* Aim of the task
Write out, exactly and in full, the line where "of the upper" appears together with all lines that follow it in the entries below. Do not include pictures.

Start of Provided information

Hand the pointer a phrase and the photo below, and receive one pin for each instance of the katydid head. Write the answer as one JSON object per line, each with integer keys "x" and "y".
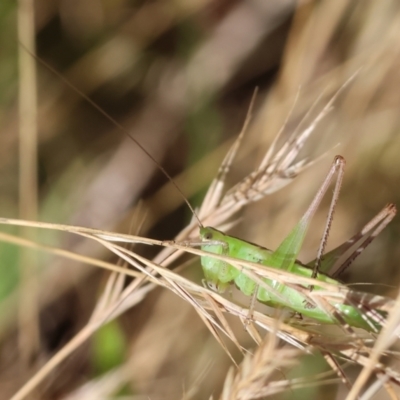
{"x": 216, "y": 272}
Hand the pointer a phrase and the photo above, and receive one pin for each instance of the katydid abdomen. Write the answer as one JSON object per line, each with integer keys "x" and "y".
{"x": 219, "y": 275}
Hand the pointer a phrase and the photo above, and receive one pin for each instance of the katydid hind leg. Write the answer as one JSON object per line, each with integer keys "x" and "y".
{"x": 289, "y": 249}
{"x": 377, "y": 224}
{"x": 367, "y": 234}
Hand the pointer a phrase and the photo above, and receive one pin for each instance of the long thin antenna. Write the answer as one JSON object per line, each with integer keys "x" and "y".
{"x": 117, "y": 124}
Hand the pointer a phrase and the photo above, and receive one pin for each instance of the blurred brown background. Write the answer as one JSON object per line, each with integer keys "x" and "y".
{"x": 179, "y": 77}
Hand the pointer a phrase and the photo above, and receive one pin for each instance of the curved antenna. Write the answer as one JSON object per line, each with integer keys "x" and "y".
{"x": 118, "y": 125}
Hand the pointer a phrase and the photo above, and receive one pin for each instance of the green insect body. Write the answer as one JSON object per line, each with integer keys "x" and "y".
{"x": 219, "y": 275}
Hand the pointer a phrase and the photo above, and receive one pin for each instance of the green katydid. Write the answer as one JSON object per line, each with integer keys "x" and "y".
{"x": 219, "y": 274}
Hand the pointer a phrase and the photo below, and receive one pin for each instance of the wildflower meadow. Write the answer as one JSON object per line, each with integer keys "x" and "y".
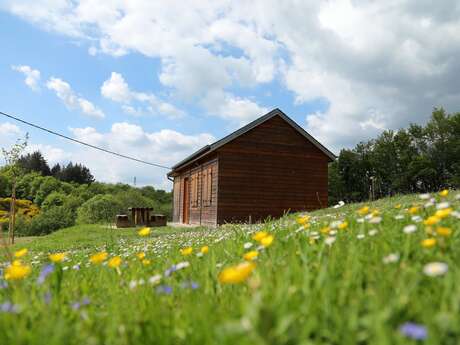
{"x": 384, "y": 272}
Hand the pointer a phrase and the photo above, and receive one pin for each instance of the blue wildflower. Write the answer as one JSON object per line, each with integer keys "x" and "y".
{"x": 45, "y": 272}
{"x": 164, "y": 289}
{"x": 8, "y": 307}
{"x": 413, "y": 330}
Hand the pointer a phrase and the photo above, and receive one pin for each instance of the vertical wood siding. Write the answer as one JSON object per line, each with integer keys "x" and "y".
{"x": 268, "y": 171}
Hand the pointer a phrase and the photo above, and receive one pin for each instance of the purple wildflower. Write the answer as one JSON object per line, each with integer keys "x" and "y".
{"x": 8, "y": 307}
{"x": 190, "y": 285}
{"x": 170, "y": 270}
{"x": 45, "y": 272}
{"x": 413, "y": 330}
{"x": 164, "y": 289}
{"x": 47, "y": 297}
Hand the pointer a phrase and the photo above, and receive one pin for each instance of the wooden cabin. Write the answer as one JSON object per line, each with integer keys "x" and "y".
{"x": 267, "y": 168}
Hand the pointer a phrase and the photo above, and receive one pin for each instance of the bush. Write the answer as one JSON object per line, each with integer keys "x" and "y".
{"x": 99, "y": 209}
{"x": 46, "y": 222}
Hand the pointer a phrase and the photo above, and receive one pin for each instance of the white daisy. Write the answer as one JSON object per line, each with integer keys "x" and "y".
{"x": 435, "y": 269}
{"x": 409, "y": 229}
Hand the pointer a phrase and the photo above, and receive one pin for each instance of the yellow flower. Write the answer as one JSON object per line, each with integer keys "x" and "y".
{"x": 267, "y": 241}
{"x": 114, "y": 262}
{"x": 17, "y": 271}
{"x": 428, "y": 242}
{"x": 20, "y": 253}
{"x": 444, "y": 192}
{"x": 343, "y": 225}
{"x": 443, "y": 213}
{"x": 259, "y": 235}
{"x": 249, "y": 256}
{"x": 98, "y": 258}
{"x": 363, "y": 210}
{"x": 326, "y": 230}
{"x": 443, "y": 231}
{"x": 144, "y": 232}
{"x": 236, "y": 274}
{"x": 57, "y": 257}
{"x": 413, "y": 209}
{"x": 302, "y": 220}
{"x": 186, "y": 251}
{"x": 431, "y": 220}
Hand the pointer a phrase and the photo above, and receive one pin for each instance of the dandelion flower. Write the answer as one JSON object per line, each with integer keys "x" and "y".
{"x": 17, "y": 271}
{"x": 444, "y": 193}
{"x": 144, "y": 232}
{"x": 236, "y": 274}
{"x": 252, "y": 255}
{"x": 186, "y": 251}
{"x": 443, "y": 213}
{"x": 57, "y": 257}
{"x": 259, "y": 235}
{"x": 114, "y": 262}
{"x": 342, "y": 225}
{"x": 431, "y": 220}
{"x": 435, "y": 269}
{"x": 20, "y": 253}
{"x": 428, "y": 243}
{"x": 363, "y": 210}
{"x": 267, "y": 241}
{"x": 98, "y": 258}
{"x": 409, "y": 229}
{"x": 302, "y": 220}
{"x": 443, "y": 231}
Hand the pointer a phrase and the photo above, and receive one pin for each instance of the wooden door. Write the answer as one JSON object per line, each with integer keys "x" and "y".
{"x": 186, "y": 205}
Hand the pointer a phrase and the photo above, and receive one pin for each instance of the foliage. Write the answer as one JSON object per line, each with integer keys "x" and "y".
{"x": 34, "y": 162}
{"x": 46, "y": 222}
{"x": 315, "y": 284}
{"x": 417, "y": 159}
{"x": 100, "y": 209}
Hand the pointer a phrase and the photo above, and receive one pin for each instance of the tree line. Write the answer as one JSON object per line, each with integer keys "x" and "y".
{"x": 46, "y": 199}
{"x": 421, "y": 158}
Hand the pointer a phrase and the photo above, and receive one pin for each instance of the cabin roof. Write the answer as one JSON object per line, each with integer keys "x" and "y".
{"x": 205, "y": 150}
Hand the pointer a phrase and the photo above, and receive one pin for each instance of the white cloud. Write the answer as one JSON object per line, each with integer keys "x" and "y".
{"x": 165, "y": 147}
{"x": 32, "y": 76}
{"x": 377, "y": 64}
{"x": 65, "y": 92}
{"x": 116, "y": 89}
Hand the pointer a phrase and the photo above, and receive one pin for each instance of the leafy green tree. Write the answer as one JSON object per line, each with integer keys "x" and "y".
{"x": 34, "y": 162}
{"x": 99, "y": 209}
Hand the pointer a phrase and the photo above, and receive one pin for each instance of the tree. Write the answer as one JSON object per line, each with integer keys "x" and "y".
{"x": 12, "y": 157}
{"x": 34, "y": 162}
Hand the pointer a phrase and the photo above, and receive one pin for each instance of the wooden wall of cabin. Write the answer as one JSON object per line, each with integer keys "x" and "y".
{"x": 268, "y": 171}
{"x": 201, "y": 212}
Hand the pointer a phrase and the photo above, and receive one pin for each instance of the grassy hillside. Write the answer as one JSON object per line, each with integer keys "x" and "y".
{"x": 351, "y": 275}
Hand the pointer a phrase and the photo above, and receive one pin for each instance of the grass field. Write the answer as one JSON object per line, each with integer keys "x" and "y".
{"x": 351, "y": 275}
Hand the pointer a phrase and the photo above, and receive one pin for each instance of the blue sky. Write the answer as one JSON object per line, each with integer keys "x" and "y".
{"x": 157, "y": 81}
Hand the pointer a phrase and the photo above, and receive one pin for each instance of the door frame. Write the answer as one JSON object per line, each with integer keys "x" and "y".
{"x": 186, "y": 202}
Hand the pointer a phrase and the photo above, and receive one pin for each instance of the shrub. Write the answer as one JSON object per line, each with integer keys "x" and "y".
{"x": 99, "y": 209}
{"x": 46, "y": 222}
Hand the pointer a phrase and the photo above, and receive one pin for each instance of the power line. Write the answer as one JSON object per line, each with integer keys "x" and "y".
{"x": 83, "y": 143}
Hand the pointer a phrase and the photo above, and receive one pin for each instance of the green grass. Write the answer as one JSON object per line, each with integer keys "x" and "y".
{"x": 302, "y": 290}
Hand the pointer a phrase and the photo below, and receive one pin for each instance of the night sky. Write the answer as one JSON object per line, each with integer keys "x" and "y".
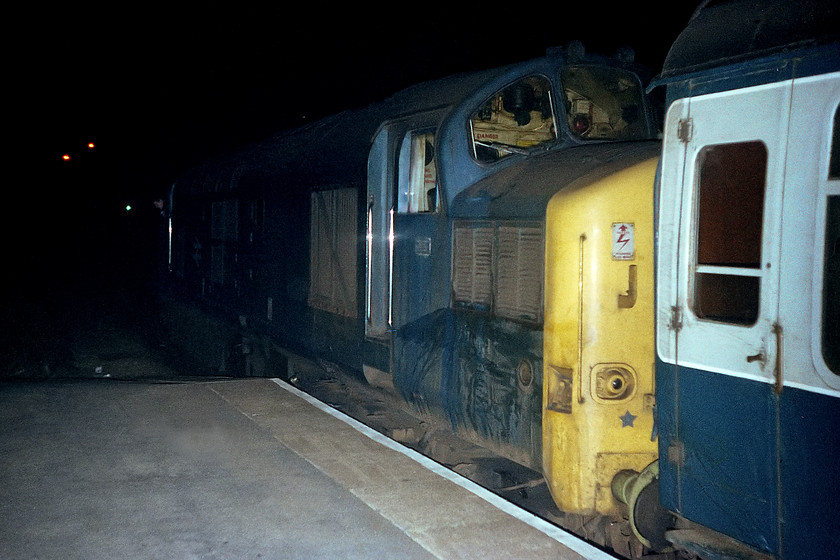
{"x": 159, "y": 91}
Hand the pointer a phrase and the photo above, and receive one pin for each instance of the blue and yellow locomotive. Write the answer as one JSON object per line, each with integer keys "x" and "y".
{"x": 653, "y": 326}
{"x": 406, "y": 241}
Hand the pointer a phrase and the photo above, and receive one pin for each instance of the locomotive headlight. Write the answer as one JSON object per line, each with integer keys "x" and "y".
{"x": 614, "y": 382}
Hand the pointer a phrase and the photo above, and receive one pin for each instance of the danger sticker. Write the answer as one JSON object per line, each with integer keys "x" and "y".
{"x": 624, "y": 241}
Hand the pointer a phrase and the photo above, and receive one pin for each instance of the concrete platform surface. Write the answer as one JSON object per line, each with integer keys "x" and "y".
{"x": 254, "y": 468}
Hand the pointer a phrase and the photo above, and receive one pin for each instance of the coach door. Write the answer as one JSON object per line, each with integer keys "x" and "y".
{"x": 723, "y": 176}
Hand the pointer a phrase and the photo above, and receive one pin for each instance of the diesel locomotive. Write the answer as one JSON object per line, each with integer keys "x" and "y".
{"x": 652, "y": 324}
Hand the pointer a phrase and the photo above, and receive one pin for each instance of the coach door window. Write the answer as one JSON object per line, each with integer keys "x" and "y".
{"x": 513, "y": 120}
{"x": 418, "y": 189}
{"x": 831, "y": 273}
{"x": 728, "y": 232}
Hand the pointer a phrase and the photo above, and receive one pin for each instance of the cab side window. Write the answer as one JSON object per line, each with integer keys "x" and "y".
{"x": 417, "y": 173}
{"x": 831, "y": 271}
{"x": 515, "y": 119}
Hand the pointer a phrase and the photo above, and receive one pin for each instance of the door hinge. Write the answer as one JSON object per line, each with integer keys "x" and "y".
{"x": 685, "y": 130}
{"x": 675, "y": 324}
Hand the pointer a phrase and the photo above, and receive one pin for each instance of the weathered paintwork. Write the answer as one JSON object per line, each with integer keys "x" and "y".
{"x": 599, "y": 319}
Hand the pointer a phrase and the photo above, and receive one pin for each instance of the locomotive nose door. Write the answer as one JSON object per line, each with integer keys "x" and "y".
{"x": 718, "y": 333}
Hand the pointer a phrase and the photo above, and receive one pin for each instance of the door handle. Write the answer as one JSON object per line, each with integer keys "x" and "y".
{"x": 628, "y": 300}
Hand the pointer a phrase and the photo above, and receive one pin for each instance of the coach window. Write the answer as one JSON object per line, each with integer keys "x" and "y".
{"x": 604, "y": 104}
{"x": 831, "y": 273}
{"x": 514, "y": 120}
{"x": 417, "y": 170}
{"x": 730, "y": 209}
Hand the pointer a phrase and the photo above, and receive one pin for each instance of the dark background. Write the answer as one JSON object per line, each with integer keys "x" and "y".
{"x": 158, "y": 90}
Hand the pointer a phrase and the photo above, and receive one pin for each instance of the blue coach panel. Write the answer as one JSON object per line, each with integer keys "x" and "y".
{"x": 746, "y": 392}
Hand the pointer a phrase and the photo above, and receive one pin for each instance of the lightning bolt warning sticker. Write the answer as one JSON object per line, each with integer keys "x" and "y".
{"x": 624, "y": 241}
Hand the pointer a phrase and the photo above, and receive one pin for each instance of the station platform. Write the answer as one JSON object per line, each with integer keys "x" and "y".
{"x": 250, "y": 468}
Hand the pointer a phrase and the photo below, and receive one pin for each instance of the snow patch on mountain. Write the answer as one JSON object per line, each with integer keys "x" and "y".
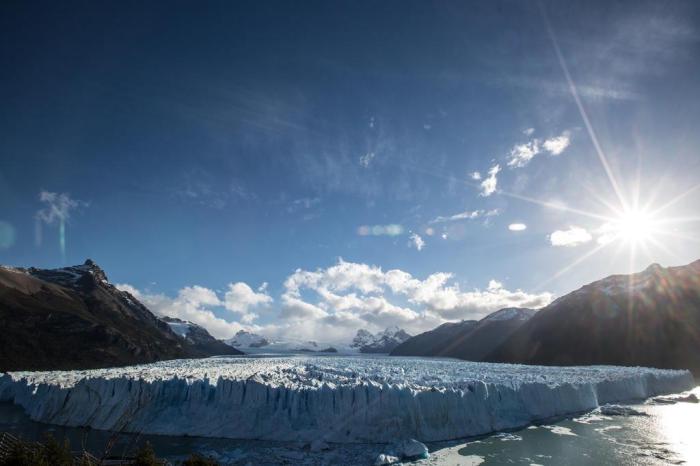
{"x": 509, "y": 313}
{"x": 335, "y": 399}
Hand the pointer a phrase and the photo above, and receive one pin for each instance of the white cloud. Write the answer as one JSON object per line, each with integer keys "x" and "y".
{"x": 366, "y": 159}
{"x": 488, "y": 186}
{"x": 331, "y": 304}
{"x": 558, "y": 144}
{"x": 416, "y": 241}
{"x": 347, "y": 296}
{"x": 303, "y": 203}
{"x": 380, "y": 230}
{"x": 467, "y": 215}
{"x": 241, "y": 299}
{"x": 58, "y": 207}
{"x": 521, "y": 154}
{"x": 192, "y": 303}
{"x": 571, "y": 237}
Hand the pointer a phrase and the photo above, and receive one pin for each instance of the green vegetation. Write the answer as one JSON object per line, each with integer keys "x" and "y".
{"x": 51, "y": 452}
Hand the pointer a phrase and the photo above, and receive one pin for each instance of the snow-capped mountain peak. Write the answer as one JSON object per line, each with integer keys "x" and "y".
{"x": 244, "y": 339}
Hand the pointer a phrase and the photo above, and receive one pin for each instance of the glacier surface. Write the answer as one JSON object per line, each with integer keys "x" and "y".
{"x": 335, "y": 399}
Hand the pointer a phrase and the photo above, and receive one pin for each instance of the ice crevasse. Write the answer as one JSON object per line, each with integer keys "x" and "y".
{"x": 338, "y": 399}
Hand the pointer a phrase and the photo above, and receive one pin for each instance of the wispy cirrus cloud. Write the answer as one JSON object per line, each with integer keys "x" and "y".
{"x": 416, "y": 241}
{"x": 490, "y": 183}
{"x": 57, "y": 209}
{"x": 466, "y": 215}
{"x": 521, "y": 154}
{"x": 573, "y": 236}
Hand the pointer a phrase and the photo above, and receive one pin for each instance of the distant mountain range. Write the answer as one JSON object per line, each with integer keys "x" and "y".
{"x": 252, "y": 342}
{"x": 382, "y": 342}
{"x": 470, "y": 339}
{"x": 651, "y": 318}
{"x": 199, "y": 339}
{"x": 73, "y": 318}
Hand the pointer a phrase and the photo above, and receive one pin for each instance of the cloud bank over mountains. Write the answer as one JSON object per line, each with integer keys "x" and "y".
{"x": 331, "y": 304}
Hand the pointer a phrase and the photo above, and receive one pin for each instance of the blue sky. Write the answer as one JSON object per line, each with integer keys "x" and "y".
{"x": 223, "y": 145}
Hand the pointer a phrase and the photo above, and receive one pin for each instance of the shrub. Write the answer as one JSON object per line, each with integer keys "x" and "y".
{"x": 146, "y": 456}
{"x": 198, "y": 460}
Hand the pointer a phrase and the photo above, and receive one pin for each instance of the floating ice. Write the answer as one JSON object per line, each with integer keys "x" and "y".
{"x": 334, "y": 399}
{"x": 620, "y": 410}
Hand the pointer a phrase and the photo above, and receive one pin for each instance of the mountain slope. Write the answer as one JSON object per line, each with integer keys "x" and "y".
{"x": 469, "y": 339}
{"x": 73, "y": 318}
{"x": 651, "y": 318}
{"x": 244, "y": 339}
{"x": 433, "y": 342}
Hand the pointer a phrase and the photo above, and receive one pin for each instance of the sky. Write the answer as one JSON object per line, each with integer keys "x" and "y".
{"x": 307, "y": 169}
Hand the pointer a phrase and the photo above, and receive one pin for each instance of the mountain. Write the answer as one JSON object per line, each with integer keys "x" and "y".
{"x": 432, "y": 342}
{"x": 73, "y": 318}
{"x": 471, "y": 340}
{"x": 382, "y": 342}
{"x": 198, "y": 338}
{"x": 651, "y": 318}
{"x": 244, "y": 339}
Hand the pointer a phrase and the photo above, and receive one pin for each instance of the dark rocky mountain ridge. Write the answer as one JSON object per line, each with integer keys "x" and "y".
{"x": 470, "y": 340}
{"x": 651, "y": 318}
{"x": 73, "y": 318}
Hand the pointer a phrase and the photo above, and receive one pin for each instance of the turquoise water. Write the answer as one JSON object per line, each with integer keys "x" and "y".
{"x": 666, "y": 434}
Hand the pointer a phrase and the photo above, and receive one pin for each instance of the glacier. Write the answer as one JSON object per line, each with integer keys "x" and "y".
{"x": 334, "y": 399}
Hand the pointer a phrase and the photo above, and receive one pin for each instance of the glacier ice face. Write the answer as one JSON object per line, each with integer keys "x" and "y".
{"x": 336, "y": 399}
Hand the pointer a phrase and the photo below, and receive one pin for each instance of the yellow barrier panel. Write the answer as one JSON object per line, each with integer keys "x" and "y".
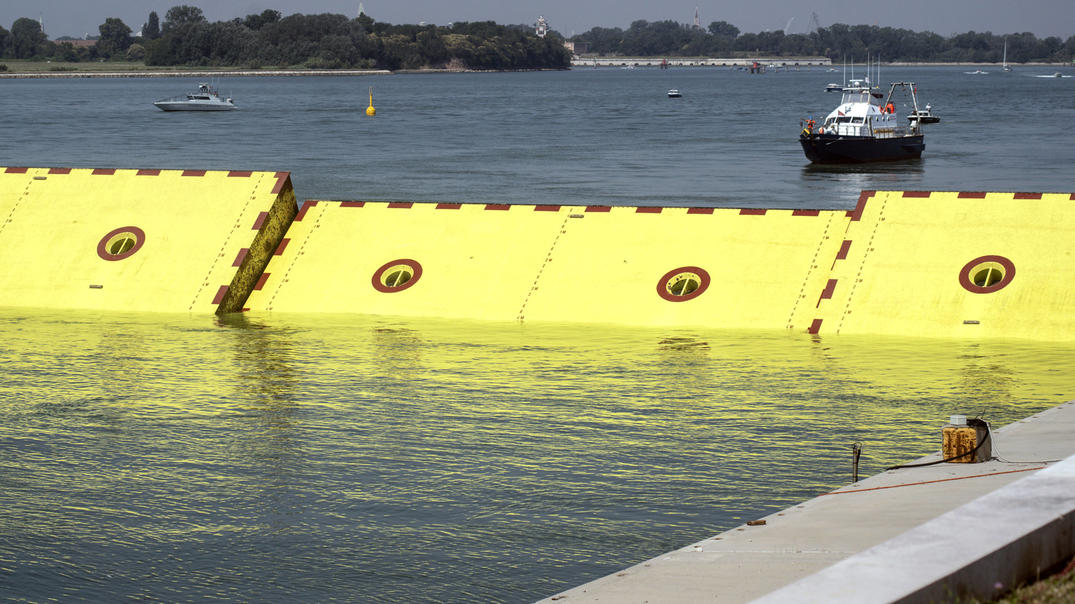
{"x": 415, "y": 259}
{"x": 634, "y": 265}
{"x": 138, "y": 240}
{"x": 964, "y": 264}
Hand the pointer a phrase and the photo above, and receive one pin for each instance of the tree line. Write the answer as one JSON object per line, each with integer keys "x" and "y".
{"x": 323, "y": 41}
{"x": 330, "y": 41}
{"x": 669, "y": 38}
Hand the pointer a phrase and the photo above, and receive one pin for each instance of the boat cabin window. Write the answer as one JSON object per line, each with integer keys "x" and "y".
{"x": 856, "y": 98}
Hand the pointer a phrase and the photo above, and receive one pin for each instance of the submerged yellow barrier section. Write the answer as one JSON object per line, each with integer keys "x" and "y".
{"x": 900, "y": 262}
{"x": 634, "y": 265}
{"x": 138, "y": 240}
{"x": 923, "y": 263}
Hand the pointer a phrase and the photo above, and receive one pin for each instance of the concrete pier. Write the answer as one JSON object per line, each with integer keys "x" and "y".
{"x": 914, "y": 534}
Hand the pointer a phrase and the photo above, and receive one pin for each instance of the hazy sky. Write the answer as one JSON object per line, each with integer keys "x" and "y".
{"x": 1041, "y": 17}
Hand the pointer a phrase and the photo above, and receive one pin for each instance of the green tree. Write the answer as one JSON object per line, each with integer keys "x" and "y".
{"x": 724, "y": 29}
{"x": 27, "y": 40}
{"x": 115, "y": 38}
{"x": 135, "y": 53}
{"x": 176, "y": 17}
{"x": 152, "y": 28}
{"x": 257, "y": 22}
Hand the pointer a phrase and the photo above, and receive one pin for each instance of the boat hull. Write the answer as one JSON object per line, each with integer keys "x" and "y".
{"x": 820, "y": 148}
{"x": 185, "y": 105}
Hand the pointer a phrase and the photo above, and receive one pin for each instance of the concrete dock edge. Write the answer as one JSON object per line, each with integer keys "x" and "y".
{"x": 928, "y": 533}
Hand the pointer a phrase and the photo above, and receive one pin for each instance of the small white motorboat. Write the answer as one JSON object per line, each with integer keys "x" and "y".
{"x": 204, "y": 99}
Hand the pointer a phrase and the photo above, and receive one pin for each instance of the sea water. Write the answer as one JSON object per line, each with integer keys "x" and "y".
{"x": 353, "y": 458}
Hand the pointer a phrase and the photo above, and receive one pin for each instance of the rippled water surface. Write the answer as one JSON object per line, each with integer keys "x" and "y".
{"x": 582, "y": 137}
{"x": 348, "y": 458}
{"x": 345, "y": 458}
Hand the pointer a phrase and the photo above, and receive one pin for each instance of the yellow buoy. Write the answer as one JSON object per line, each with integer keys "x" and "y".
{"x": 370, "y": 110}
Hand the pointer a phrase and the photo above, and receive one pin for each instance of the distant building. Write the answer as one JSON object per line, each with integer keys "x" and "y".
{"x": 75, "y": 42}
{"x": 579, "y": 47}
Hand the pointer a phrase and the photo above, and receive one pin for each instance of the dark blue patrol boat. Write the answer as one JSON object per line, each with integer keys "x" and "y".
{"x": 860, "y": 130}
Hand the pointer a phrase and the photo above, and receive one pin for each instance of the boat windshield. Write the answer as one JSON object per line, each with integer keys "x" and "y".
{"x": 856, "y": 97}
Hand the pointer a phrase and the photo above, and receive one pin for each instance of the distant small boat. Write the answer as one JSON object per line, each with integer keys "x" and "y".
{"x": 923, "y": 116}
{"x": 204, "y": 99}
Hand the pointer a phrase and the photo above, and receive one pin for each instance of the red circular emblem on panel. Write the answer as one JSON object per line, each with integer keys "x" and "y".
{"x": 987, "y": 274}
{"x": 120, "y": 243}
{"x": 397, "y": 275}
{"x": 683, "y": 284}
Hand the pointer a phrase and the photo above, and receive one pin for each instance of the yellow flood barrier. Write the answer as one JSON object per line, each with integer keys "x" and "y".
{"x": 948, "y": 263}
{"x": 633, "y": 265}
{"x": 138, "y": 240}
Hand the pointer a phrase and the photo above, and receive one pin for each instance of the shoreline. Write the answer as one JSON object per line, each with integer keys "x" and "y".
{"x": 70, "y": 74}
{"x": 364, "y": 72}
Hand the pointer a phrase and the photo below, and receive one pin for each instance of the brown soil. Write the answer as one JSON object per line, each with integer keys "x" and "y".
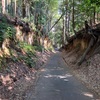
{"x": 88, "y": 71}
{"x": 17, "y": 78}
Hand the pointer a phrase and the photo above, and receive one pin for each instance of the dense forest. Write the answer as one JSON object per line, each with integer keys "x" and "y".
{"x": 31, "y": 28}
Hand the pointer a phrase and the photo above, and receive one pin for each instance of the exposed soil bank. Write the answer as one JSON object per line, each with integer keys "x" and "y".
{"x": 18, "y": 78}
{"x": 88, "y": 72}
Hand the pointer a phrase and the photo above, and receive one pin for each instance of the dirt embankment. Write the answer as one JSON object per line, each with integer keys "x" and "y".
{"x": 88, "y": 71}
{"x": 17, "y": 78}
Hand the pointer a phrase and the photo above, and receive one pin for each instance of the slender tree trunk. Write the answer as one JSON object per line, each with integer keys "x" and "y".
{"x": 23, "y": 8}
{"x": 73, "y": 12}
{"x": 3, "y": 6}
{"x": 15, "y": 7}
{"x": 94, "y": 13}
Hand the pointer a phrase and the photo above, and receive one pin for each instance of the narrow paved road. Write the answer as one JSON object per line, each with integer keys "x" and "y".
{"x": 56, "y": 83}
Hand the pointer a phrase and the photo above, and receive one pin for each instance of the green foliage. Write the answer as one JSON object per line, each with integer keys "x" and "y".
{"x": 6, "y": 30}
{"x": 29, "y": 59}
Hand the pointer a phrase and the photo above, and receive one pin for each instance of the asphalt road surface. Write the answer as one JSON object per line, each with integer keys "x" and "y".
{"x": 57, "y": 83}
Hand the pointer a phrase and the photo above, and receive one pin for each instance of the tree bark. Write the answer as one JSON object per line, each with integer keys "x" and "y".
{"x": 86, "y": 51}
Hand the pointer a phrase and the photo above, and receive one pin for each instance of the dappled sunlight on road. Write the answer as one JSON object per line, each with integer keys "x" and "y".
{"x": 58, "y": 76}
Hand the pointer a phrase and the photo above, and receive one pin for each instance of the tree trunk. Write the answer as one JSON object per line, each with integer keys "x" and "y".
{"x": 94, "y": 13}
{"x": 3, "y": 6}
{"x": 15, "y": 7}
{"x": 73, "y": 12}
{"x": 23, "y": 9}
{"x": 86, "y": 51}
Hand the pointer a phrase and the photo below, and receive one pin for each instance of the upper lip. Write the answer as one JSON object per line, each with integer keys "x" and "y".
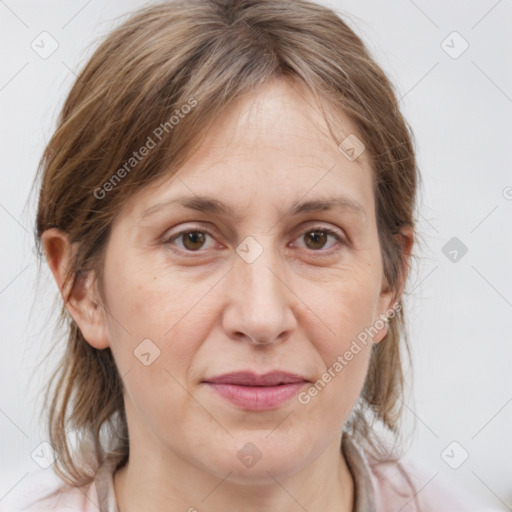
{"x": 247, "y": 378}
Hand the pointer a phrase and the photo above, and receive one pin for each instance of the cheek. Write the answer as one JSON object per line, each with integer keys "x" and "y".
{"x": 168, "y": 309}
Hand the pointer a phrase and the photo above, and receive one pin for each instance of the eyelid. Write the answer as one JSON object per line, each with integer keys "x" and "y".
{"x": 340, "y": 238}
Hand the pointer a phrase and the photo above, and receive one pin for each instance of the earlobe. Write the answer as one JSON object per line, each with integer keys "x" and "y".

End of Provided information

* Written solution
Hand the pointer a phrase and the photo below, and receive one pin for each instance of the upper lip. Write the answer as one JSON object per line, each with integer keys "x" and "y".
{"x": 247, "y": 378}
Hand the pointer a phrase and the photo above, and receive one pin for each instance of the cheek. Write the answer as one JSON object per line, each with integer keys "x" and "y".
{"x": 168, "y": 309}
Hand the pointer a phrase and the photo above, and receive one pin for each instance of the eyelid. Write the answer as one JSON object per line, each with integer keys "x" and "y".
{"x": 340, "y": 238}
Hand the pointer a phrase and the photo above, and receive one pin for each instance of the earlobe. Write the answer as one JSON object per line, each with integer keys "x" and "y".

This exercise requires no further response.